Please copy out the items word for word, starting at the line that contains "of the grey" and continuing through the last line of the items.

++++ Supplied data

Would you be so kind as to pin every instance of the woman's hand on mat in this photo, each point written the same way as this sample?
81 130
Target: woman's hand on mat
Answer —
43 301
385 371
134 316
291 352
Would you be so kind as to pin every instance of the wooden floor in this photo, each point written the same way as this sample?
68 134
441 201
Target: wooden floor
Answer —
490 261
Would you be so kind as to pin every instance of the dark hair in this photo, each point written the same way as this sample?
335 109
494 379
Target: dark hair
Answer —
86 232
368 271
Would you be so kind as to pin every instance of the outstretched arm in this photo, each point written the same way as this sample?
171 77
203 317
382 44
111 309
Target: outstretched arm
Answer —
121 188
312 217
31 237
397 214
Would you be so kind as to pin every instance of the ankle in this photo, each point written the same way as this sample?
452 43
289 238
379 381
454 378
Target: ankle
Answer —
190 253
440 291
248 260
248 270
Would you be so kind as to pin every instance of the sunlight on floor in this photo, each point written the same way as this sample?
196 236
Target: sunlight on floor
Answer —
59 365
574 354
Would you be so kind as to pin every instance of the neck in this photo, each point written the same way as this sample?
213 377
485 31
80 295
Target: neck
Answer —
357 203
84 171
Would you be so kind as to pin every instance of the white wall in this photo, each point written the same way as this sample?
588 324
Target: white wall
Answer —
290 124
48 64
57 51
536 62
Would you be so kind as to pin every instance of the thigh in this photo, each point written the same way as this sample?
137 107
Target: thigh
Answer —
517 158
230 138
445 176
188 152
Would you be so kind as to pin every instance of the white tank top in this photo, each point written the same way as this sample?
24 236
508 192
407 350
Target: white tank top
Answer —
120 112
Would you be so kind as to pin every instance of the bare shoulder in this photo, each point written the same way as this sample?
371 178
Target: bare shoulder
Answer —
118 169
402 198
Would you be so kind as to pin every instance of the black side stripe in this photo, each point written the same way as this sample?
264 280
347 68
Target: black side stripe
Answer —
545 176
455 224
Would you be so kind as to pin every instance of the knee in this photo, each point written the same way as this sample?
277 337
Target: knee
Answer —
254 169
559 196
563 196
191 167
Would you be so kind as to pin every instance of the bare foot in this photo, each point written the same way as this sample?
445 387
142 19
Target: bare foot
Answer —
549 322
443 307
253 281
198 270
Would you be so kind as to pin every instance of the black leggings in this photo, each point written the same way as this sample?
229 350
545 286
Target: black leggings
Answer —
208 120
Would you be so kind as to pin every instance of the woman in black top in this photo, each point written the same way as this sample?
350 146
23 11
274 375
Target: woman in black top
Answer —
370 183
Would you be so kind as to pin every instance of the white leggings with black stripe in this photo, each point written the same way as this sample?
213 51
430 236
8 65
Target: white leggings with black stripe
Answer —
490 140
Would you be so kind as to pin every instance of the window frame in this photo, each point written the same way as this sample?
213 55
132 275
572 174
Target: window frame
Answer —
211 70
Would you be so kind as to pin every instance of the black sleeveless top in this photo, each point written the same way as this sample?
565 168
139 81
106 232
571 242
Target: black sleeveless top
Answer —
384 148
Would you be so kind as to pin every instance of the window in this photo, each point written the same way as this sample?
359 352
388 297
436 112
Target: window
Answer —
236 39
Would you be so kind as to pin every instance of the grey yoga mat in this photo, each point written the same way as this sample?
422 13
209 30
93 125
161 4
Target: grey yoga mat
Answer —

++++++++

**Reply:**
Would you be so kind as to pin every instance of the grey yoga mat in this photo, each point written the same way as this sample?
422 13
209 30
93 125
161 4
Target: grey yoga mat
Answer —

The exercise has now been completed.